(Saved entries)
※

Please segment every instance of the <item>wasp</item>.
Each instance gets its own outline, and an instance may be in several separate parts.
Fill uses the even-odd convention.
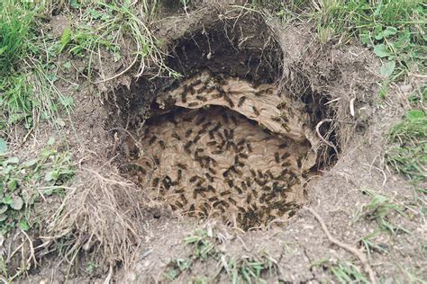
[[[231,129],[229,133],[230,139],[234,139],[234,129]]]
[[[289,166],[291,165],[291,162],[285,162],[282,164],[282,166]]]
[[[289,122],[289,119],[284,113],[280,115],[280,118],[282,119],[283,121]]]
[[[197,90],[197,93],[201,93],[207,89],[207,85],[203,85],[200,89]]]
[[[213,99],[221,99],[223,97],[223,93],[220,92],[220,93],[214,93],[212,94],[212,98]]]
[[[232,99],[228,95],[225,95],[223,98],[225,102],[227,102],[228,104],[230,105],[230,108],[232,109],[234,108],[234,102],[232,102]]]
[[[250,143],[249,143],[249,142],[246,143],[246,146],[248,147],[248,151],[250,153],[252,153],[252,146],[250,145]]]
[[[244,154],[244,153],[239,153],[239,156],[243,158],[243,159],[247,159],[248,158],[248,155]]]
[[[245,141],[246,141],[245,138],[240,139],[239,142],[237,142],[237,146],[242,146],[243,144],[245,144]]]
[[[163,180],[161,181],[161,182],[163,183],[163,186],[167,190],[168,190],[170,186],[172,185],[172,180],[170,179],[168,175],[165,176]]]
[[[186,93],[181,93],[181,101],[182,101],[182,102],[184,102],[184,103],[186,102]]]
[[[232,182],[232,180],[226,179],[224,180],[224,182],[227,182],[228,186],[230,186],[231,188],[234,186],[234,182]]]
[[[232,203],[232,205],[236,206],[237,202],[236,202],[236,200],[234,200],[232,197],[229,197],[229,198],[228,198],[228,200],[230,201],[230,203]]]
[[[221,195],[221,196],[225,196],[225,195],[228,195],[228,194],[231,194],[231,193],[232,193],[232,191],[225,191],[221,192],[220,195]]]
[[[209,130],[209,138],[211,138],[211,139],[215,138],[215,137],[214,136],[214,131],[212,131],[212,130]]]
[[[187,151],[187,150],[190,148],[190,146],[191,146],[191,145],[192,145],[193,143],[194,143],[194,142],[191,141],[191,140],[188,141],[188,142],[186,142],[186,145],[184,146],[184,149],[185,149],[186,151]]]
[[[195,182],[196,180],[197,180],[198,176],[197,175],[194,175],[190,178],[189,182],[191,183]]]
[[[286,123],[282,123],[282,128],[286,130],[286,132],[290,132],[291,131],[291,129],[289,129],[289,127],[287,126],[287,124]]]
[[[267,198],[267,193],[262,193],[261,197],[259,198],[259,202],[264,203],[266,201],[266,198]]]
[[[273,173],[271,173],[270,170],[267,170],[266,172],[267,175],[268,175],[268,177],[272,180],[274,180],[274,175],[273,175]]]
[[[261,188],[261,191],[271,191],[271,188],[268,185],[265,185]]]
[[[214,196],[214,197],[211,197],[210,199],[208,199],[208,200],[210,202],[214,202],[214,201],[217,201],[218,200],[218,198],[216,196]]]
[[[246,203],[250,203],[252,201],[252,194],[250,192],[248,192],[246,195]]]
[[[188,209],[188,211],[194,212],[195,210],[195,204],[193,203],[193,204],[190,205],[190,208]]]
[[[208,167],[207,170],[208,170],[209,172],[211,172],[212,173],[216,174],[216,171],[214,170],[213,168]]]
[[[265,181],[265,180],[264,180],[264,181],[261,181],[261,180],[259,180],[259,179],[258,179],[258,178],[255,178],[254,180],[255,180],[255,182],[257,182],[257,184],[259,185],[259,186],[266,185],[266,183],[267,183],[267,181]]]
[[[245,102],[246,101],[246,97],[243,95],[241,97],[239,98],[239,102],[237,103],[237,106],[238,107],[241,107],[243,105],[243,102]]]
[[[276,107],[277,108],[277,110],[285,109],[286,107],[286,102],[282,102],[279,104],[277,104]]]
[[[291,155],[289,153],[285,153],[284,155],[282,155],[282,156],[280,157],[282,160],[285,160],[286,158],[288,158]]]
[[[179,137],[179,135],[177,135],[177,133],[172,133],[171,135],[174,138],[176,138],[177,140],[178,141],[181,141],[181,138]]]
[[[241,188],[243,189],[243,191],[248,191],[248,188],[246,187],[245,182],[241,182]]]
[[[253,169],[250,169],[250,174],[252,174],[253,177],[257,176],[257,173]]]
[[[160,165],[160,159],[157,155],[153,155],[154,164]]]
[[[224,120],[225,123],[228,123],[228,116],[227,116],[227,113],[225,112],[223,112],[221,114],[221,116],[223,117],[223,120]]]
[[[186,200],[186,198],[184,194],[179,195],[179,198],[181,199],[182,203],[184,203],[184,205],[188,204],[188,200]]]
[[[207,121],[206,123],[204,123],[204,125],[202,125],[202,129],[204,129],[204,132],[206,132],[206,129],[209,126],[212,125],[212,122],[211,121]]]
[[[157,139],[157,137],[153,136],[153,137],[152,137],[152,138],[150,139],[150,141],[149,141],[149,145],[151,145],[151,144],[153,144],[153,143],[154,143],[154,141],[156,141],[156,139]]]
[[[189,116],[189,117],[186,117],[182,120],[183,120],[183,121],[186,121],[186,122],[192,122],[193,121],[193,117]]]
[[[186,138],[188,138],[188,137],[191,135],[192,132],[193,132],[192,129],[186,130]]]
[[[278,155],[277,152],[276,152],[274,154],[274,159],[275,159],[276,163],[277,163],[277,164],[280,163],[280,156]]]
[[[158,187],[158,185],[159,185],[159,178],[155,178],[155,179],[153,180],[153,182],[152,182],[151,185],[152,185],[153,187]]]
[[[223,177],[227,177],[229,174],[230,174],[230,170],[225,170],[225,171],[223,173]]]
[[[252,182],[250,182],[250,177],[246,178],[246,185],[248,185],[248,187],[250,187],[250,188],[252,187]]]
[[[202,95],[199,95],[199,94],[197,94],[195,96],[195,99],[198,100],[198,101],[202,101],[202,102],[206,102],[207,101],[207,99],[205,97],[204,97]]]
[[[166,149],[165,142],[163,142],[162,140],[159,140],[159,145],[160,146],[162,150]]]
[[[236,190],[237,193],[239,193],[239,194],[243,193],[243,191],[240,187],[238,187],[237,185],[234,186],[234,189]]]
[[[212,175],[210,175],[209,173],[204,173],[204,175],[207,177],[207,179],[209,180],[209,182],[214,182],[214,177]]]
[[[202,124],[205,120],[206,120],[205,116],[200,116],[200,118],[197,120],[195,120],[195,125]]]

※

# [Work to be completed]
Rewrite the rows from the beginning through the line containing "Fill uses the even-odd convention.", renaming "outline" to "contour" and leaving everything else unchanged.

# [Full answer]
Please segment every instance of the <item>wasp</item>.
Each instance gets its own contour, and an instance may be in several separate parts.
Fill uses the even-odd convention.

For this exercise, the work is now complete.